-- SHORT TASK --
Transcribe verbatim the portion of the passage on married love and procreation starting at "i) [Christ] ‘…" and ending at "dignity…’ (GS 49).".

>> start TEXT SECTION

Taking the Traditional doctrine as the true Catholic teaching, we may conclude that the new doctrine is incorrect in associating marriage and married love too closely. The closeness of this association (which we have already seen in the description of marriage in the section above) suggests either that marriage is identical to married love, or that it encompasses it. This gives married love precedence over procreation, since the identity relation (or that of encompassment), which marriage would be purported to have to married love, is clearly closer than that of the causal relation that it has to procreation.

 

As to the causal relation between marriage and procreation, we may say that it is correctly expressed in text (ii) but incorrectly in text (i). For marriage is indeed ordered to procreation (as stated in text ii), but not as ‘its crowning glory’ (as stated in text ii). The reason for this is that if procreation is the ‘crowning glory’ of marriage, then it is merely a consequence of, or adjunct to, something else, that is to say of married love: wherefore in this case too married love is given precedence over procreation. This precedence is further manifest in the insistent attention given to married (carnal) love in the whole chapter on marriage and the family, which greatly outweighs that given to procreation.

 

The new doctrine may further be criticized for abandoning traditional, technical terminology such as that of the ‘end’ (finis), with its inherent reference to God’s designs and to the Natural Law; and that of ‘mutual assistance’, and ‘remedy of concupiscence’ in respect of married love. Instead of speaking in such terms, it does not define married love at all, but rather, by treating of it in its ordination to procreation, it presents it as carnal love. In these ways we see a shift away from objective reality precisely defined, to that psychologizing subjectivism characteristic of Personalism.

 

Subsequent to the Council, as is well known, the Code of Canon Law of 1983 (c. 1055) will give precedence to married love over procreation - by mentioning the former end before the latter - ‘The marriage contract… is ordered to the good of the spouses and to the procreation and education of the offspring’. The encyclical Amoris Laetitia (s. 80) will take a further step in explicitly presenting love as the primary end of marriage: ‘Marriage is firstly an ‘intimate partnership of life and love’ which is a good for the spouses themselves.’

 

  

 

  1. 3.The Dignity of Married Love

 

i) [Christ] ‘… abides with them in order that by their mutual self-giving spouses will love each other with enduring fidelity, as he loved the church and delivered himself for it. Authentic married love is caught up into divine love… with the result that the spouses… are helped and strengthened in their lofty role as fathers and mothers. Spouses are therefore fortified and as it were consecrated for the duties and dignity of their state by a special sacrament…’ (GS 48).

 

ii) ‘Married love is an eminently human love…it can enrich the sentiments of the spirit and their physical expression with a unique dignity…’ (GS 49).

>> end TEXT SECTION
>> start DATA EXTRACT

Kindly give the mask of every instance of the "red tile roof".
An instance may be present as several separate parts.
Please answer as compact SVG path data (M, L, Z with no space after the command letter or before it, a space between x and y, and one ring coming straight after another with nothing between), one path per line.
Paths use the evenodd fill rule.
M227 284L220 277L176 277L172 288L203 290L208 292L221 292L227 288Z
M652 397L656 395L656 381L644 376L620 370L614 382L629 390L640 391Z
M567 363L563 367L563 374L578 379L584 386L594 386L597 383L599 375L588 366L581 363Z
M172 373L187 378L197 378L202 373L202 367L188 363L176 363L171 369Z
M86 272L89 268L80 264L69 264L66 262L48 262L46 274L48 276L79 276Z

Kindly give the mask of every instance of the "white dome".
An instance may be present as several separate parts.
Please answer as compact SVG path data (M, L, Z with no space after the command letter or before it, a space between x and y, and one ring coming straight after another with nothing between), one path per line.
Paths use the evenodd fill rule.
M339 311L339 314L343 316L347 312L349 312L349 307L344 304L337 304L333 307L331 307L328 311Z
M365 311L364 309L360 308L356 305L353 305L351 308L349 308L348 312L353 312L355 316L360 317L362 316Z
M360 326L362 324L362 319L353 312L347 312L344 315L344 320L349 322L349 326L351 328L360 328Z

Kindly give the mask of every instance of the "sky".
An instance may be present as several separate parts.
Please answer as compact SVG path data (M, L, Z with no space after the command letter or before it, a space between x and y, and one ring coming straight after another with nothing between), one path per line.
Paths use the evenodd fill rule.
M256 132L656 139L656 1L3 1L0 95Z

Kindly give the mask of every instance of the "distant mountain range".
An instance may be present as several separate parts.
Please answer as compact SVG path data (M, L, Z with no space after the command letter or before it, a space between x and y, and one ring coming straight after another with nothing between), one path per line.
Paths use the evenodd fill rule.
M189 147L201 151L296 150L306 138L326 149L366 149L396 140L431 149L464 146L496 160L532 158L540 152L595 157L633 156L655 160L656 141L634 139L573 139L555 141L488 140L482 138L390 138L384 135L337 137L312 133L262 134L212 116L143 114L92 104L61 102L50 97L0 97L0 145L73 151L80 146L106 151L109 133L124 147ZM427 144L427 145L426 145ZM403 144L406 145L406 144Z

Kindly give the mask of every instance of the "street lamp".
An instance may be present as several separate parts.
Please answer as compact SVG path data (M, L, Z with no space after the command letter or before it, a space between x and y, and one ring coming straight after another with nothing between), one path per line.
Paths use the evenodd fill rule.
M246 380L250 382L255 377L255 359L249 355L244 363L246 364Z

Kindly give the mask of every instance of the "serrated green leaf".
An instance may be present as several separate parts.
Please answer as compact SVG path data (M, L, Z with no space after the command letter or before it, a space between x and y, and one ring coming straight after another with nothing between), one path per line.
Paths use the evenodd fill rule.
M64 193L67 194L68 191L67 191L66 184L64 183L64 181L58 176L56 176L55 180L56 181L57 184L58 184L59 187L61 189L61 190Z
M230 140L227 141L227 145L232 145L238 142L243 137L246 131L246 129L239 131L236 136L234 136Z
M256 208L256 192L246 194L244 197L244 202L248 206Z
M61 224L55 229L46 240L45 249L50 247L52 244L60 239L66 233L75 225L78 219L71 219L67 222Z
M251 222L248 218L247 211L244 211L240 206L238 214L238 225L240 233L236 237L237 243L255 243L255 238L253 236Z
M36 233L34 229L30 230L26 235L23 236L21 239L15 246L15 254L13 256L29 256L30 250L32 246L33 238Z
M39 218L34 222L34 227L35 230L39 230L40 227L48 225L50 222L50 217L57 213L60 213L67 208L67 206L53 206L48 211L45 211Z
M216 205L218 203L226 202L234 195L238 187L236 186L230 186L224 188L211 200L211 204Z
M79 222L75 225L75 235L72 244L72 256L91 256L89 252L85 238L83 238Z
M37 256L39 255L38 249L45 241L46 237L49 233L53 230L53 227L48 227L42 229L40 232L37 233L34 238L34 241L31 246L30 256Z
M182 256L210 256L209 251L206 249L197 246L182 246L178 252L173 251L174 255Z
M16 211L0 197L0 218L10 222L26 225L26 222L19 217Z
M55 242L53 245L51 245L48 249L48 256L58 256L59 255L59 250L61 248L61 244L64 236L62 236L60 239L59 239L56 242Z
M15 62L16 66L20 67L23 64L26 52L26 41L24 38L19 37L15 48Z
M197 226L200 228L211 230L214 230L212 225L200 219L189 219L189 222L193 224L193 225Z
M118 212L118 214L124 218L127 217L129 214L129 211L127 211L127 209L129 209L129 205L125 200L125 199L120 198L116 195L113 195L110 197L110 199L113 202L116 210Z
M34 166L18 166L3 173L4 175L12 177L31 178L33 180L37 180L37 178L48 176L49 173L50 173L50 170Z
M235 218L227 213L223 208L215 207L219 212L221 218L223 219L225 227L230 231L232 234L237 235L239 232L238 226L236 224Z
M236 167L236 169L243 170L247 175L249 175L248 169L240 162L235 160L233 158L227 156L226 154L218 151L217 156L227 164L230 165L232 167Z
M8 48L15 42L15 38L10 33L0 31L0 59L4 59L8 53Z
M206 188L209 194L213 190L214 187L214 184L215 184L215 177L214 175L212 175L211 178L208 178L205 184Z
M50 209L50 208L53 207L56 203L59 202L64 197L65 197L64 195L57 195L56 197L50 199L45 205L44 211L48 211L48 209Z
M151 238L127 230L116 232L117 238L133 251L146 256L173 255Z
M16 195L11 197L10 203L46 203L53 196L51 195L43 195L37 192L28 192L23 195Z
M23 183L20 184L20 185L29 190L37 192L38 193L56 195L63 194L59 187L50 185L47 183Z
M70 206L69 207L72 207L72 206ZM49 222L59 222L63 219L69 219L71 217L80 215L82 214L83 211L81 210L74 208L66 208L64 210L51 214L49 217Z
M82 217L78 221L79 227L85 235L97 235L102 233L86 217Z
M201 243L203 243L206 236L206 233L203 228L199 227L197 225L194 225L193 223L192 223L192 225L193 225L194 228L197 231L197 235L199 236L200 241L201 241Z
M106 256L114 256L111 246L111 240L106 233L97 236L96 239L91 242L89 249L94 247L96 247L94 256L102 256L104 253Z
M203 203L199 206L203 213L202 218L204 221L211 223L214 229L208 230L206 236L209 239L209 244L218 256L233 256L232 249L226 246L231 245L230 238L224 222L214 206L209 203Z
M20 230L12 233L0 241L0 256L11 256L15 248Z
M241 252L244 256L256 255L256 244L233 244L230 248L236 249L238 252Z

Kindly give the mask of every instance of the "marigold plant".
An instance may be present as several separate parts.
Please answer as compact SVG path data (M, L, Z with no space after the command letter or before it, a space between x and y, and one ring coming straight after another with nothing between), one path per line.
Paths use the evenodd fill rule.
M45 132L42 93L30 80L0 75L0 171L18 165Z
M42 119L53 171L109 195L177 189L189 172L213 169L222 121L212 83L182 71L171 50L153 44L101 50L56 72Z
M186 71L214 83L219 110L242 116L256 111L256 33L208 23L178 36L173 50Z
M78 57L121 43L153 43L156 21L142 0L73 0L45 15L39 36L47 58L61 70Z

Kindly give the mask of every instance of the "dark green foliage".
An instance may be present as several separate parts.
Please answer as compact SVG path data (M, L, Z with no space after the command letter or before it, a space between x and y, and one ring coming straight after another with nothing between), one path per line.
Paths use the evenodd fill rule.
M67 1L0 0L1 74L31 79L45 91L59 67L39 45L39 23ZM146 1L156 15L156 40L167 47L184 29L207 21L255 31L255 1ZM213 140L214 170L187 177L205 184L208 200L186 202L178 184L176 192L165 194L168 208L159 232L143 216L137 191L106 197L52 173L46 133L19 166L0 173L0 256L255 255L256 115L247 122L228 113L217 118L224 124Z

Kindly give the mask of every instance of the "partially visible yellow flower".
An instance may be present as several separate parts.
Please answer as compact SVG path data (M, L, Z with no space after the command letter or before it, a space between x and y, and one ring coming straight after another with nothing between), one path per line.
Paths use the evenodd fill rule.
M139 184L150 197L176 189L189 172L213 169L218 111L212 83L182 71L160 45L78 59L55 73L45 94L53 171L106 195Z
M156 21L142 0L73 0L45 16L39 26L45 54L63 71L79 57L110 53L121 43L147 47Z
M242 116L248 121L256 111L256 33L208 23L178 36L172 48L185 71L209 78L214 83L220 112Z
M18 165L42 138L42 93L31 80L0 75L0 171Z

>> end DATA EXTRACT

-- THE OUTPUT --
i) [Christ] ‘… abides with them in order that by their mutual self-giving spouses will love each other with enduring fidelity, as he loved the church and delivered himself for it. Authentic married love is caught up into divine love… with the result that the spouses… are helped and strengthened in their lofty role as fathers and mothers. Spouses are therefore fortified and as it were consecrated for the duties and dignity of their state by a special sacrament…’ (GS 48).

 

ii) ‘Married love is an eminently human love…it can enrich the sentiments of the spirit and their physical expression with a unique dignity…’ (GS 49).